▶ TASK TO COMPLETE:
Repeat each entry exactly. Drop every image.

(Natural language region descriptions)
▽
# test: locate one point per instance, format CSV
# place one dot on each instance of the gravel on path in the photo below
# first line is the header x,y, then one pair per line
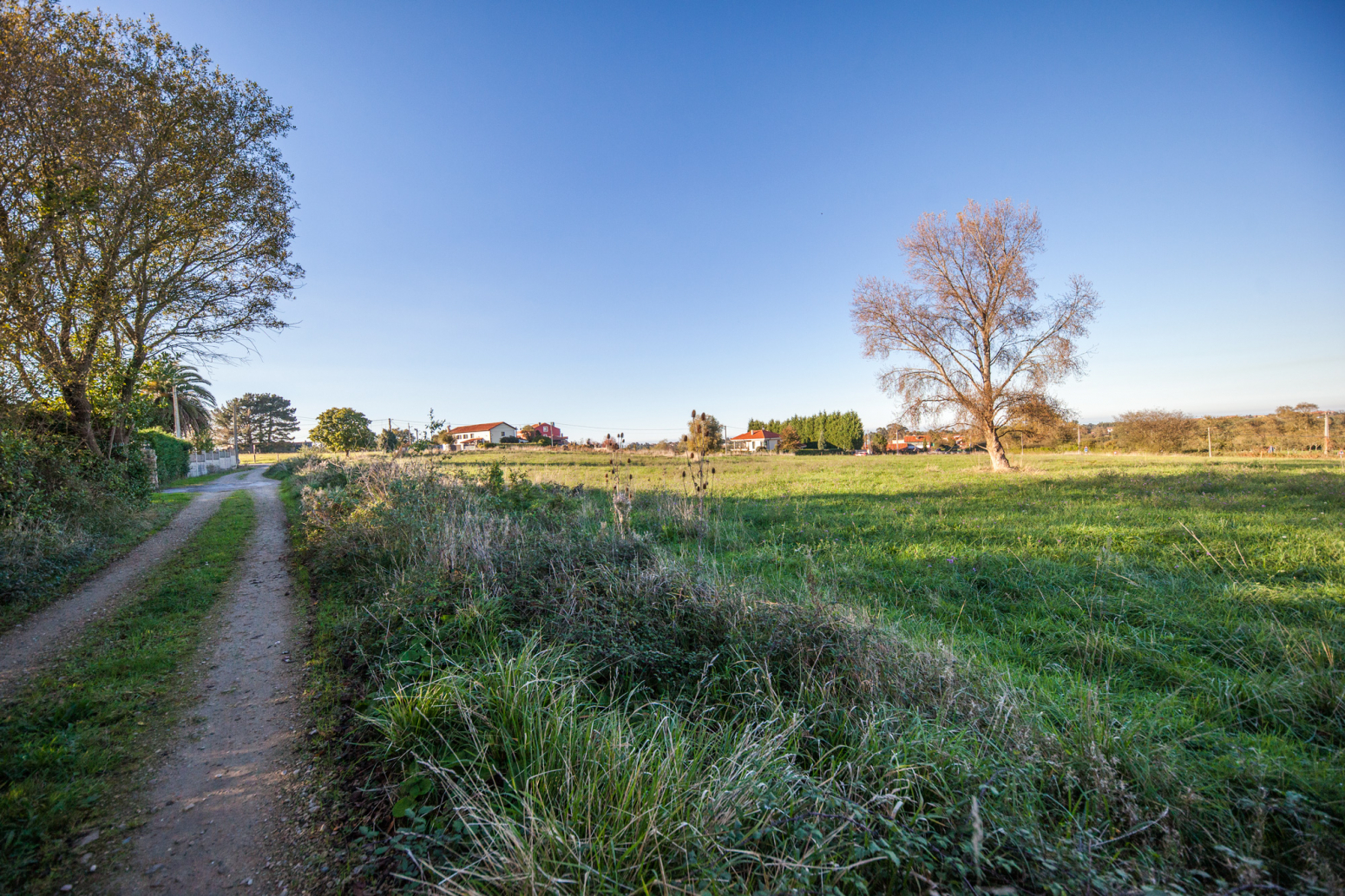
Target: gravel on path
x,y
38,639
217,796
△
▶ ANSWER TO THE EXERCISE:
# test: locate one point per instance, format CSV
# place one dot on each instance of the gravel on path in the photo below
# first line is the header x,y, then one pair per line
Target: gravel on path
x,y
38,639
217,796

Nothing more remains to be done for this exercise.